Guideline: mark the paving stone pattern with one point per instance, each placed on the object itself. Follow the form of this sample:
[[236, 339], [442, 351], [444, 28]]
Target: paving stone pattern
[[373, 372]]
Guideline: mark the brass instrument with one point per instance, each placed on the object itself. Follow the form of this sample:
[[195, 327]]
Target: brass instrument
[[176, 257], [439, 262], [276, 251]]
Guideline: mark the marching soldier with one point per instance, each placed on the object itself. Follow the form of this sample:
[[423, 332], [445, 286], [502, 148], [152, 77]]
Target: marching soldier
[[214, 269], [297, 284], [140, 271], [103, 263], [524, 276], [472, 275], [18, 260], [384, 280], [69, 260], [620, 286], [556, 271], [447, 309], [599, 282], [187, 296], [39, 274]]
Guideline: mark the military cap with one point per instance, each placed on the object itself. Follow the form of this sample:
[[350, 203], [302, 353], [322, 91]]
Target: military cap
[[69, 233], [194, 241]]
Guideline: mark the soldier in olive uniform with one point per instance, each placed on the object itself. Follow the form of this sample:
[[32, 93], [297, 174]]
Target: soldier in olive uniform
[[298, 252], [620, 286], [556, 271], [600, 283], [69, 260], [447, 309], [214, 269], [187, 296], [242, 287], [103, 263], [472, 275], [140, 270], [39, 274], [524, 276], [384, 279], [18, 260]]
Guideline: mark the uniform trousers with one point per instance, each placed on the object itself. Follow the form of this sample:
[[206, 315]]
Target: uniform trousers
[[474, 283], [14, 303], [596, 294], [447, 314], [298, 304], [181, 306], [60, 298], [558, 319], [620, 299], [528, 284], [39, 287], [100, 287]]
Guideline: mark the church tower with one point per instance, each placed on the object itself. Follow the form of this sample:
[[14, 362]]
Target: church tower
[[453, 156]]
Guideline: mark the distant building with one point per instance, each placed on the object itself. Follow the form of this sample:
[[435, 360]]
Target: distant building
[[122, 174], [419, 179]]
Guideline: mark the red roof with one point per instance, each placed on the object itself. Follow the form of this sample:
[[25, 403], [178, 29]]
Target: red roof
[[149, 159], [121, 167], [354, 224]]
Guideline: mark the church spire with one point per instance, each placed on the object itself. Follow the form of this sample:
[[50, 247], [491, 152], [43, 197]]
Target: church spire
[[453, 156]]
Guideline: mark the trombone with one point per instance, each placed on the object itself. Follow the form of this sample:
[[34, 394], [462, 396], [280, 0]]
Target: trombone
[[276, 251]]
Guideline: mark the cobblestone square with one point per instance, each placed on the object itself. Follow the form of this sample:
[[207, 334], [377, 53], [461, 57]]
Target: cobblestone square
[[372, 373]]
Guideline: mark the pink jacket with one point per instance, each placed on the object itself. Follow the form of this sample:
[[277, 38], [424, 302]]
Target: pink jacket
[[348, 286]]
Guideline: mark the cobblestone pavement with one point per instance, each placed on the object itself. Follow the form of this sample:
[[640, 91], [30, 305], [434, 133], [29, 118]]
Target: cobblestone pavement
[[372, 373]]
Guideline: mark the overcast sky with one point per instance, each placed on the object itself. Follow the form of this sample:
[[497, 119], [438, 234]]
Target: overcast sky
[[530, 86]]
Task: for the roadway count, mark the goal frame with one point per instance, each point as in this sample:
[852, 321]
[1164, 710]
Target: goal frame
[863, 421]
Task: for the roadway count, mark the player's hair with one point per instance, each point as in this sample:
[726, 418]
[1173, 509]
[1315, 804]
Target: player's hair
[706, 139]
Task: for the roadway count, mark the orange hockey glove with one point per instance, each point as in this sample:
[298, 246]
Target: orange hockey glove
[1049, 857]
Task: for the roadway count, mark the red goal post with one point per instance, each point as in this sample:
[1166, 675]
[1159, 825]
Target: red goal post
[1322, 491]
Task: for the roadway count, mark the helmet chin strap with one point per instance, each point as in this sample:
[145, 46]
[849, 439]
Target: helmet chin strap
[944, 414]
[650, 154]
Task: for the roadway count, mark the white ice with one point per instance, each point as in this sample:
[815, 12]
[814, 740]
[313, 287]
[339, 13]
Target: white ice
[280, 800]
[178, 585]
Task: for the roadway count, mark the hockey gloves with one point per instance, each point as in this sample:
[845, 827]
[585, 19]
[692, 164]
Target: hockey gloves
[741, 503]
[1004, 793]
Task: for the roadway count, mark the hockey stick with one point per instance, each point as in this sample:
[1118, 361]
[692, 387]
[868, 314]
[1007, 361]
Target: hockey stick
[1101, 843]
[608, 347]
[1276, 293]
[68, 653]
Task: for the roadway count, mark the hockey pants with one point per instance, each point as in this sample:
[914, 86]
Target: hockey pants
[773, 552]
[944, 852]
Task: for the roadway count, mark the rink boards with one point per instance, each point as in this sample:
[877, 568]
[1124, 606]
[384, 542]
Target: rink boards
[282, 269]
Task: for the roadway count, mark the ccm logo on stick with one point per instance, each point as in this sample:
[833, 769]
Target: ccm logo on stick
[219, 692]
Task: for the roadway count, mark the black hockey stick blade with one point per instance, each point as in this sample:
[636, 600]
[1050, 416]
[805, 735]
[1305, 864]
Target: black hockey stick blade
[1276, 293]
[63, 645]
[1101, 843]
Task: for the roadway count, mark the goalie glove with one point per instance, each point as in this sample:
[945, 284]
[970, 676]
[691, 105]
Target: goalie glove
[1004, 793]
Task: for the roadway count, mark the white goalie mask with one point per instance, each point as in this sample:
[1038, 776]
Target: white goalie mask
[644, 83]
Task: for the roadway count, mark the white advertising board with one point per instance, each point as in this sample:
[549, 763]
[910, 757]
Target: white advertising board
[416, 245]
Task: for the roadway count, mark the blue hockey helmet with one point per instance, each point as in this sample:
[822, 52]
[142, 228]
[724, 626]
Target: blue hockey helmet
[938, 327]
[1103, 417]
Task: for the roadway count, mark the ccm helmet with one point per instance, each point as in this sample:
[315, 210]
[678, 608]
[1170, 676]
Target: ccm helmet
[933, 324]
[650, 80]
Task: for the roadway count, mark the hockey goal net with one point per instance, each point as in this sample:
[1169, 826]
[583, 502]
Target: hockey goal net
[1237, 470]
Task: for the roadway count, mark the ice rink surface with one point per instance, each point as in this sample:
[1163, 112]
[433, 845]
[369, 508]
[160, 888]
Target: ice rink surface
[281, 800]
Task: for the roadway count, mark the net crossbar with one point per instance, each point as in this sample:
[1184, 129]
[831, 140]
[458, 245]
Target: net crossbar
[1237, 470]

========================================

▶ _REQUIRED WORK_
Please reproduce the entire listing above, substituting "a single point for each instance" for "one point per instance" at every occurrence and leaving everything else unchanged.

▶ _RESPONSE TO THE TASK_
Guideline: mark the paving stone pattern with a single point for each instance, each placed on the object itself. Follow the form of this sample:
[[236, 339], [442, 351], [444, 28]]
Target: paving stone pattern
[[373, 372]]
Guideline: mark the brass instrument with a single point for each instance, each placed on the object itself. Follow the form of this sample:
[[195, 327]]
Target: brass instrument
[[176, 257], [439, 262], [276, 251]]
Guideline: mark the marching soldier with a single point for each instance, each placed on the object itself. Follow the form of this sample:
[[423, 332], [445, 286], [502, 148], [152, 77]]
Target: marching soldier
[[214, 269], [297, 284], [140, 271], [103, 263], [524, 276], [472, 275], [18, 260], [384, 280], [69, 260], [620, 286], [556, 271], [447, 309], [599, 282], [187, 296], [39, 274]]
Guideline: mark the military cap with a single point for each instance, each placed on the object itself. Follow the form of this sample:
[[350, 203], [302, 353], [322, 91]]
Target: military cap
[[69, 233], [194, 241]]
Guideline: mark the soldier in olive uniform with a single point for each instance, each placed on the object itself. Follow the form of this sample:
[[32, 93], [297, 174]]
Target: soldier in olive uniform
[[298, 252], [620, 286], [556, 271], [600, 283], [69, 260], [447, 309], [214, 269], [187, 296], [242, 287], [103, 263], [472, 275], [140, 270], [39, 274], [524, 276], [384, 279], [18, 260]]
Guideline: mark the uniform trousers with a single point for each instance, each placed on the object itself. Follow the form of this sample:
[[206, 315]]
Target: uniform trousers
[[474, 283], [14, 303], [596, 294], [447, 314], [298, 304], [181, 306], [60, 298], [558, 319], [620, 299], [528, 284], [39, 287], [100, 287]]
Guideline: mark the church tower with a single point for each instance, each placed on the object itself. Follow the form of this sample:
[[14, 362]]
Target: church tower
[[453, 156]]
Guideline: mark the distant building with a single point for each instance, each placed on the object itself. Follow the form of this sample:
[[435, 360]]
Target: distant building
[[122, 174], [419, 179]]
Guideline: mark the red roof with a single point for each instance, each placed on the object itself. Follow the form of this sample:
[[25, 403], [178, 29]]
Target: red roof
[[149, 159], [121, 167], [354, 224]]
Guideline: mark the church spire with a single point for each instance, each placed on the object itself. Follow the form of this sample:
[[50, 247], [491, 152], [43, 197]]
Target: church spire
[[453, 156]]
Guideline: mark the trombone with a single point for each instance, each placed on the object itself. Follow the form of this sample:
[[34, 394], [462, 396], [280, 0]]
Target: trombone
[[276, 251]]
Guideline: mark the cobblestone square with a single point for each instance, each placed on the object itself. Follow the form of this sample:
[[207, 334], [377, 53], [461, 57]]
Target: cobblestone square
[[372, 373]]
Guideline: mark the pink jacket with a single point for each instance, each placed on the object itself. Follow the form of this sample:
[[277, 38], [424, 302]]
Target: pink jacket
[[348, 286]]
Guideline: mark the cobblestone pavement with a single point for each instance, each placed on the object itself. Follow the form of this sample:
[[640, 91], [30, 305], [434, 133], [29, 118]]
Target: cobblestone pavement
[[372, 373]]
Guideline: mark the overcast sky with a single point for each instance, each placed on the object itself. Follow the form of this sample:
[[497, 119], [438, 234]]
Target: overcast sky
[[530, 86]]
Task: for the roadway count, mark the goal frame with a single point for each instance, each point as in this sample:
[852, 321]
[1164, 710]
Target: goal frame
[863, 421]
Task: for the roadway count, mark the player's hair with a single point for each instance, each point as in this sample:
[726, 418]
[1173, 509]
[1315, 804]
Target: player's hair
[706, 139]
Task: for the roadway count, mark the orange hockey glove with a single point for each instance, each point as in this sample:
[298, 246]
Target: orange hockey glove
[1049, 857]
Task: for the roadway count, mark the red goal post with a single point for each instance, each point as in this sample:
[1166, 675]
[1159, 825]
Target: red goal post
[1322, 491]
Task: for the roadway count, mark the helmet chin strap with a single point for each instance, each point as in this sample:
[145, 46]
[849, 439]
Target: helmet chin strap
[944, 414]
[650, 154]
Task: for the roadway count, mark the white ice with a single point for each instance, each point as in this sample:
[815, 12]
[814, 740]
[313, 287]
[339, 13]
Target: white ice
[280, 800]
[178, 585]
Task: for the roadway count, mark the hockey gloves with a single point for each instance, each point as in this sample:
[845, 827]
[585, 19]
[692, 164]
Target: hockey gloves
[741, 503]
[1004, 793]
Task: for the roadway count, mark the hockey stick with a single point for each instance, each point as in this sample:
[1118, 361]
[692, 387]
[868, 314]
[1007, 361]
Target: hockey stick
[1101, 843]
[608, 347]
[1276, 293]
[68, 653]
Task: for the roadway count, mark the hockey pants with a single point for each instance, each point as in this sample:
[914, 86]
Target: hockey pants
[773, 552]
[944, 852]
Task: for the roadway count, mark the rink boards with a single point for each instance, each point as in this sample:
[877, 568]
[1124, 606]
[384, 542]
Target: rink boards
[282, 269]
Task: for the roadway count, mark the ccm logo on stick with a single point for each instance, each point as in this sample:
[833, 769]
Target: ccm logo on stick
[219, 692]
Task: for the roadway count, mark the black hockey stick blade with a single point for each instance, each point as in this sample:
[636, 600]
[1050, 416]
[805, 735]
[1305, 864]
Target: black hockey stick blade
[1276, 293]
[63, 645]
[1101, 843]
Task: for the roadway count, mark the goalie glove with a single point for each instance, each point as in this sample:
[945, 284]
[970, 676]
[691, 105]
Target: goalie glove
[1004, 793]
Task: for the roadway count, mark the white goalie mask with a single point for each instance, each point as in this sample:
[1038, 776]
Target: white goalie mask
[644, 83]
Task: for the roadway count, mark the white advertising board with a single point for each instance, each point as in this sample:
[549, 763]
[910, 757]
Target: white advertising board
[416, 245]
Task: for the roadway count, mark the blue hockey helmet with a single point for each instance, each point as in this sample:
[822, 52]
[142, 228]
[724, 626]
Target: blue hockey helmet
[938, 327]
[1103, 417]
Task: for the roadway count, mark the ccm helmet with a single point for each instance, each point as in this sample:
[315, 210]
[678, 608]
[1170, 676]
Target: ccm helmet
[933, 324]
[650, 80]
Task: for the roadway count, mark the hockey goal net with a single point for each instance, each point as in this sample:
[1169, 826]
[583, 502]
Target: hockey goal net
[1237, 470]
Task: for the roadway count, mark the ice rink surface with a single point for each instance, each point as in this sample:
[1163, 112]
[433, 845]
[369, 508]
[160, 888]
Target: ice rink surface
[281, 800]
Task: for the roadway count, mark the net crossbar with a single point for each instance, each point as in this sample:
[1184, 129]
[831, 140]
[458, 245]
Target: net crossbar
[1237, 470]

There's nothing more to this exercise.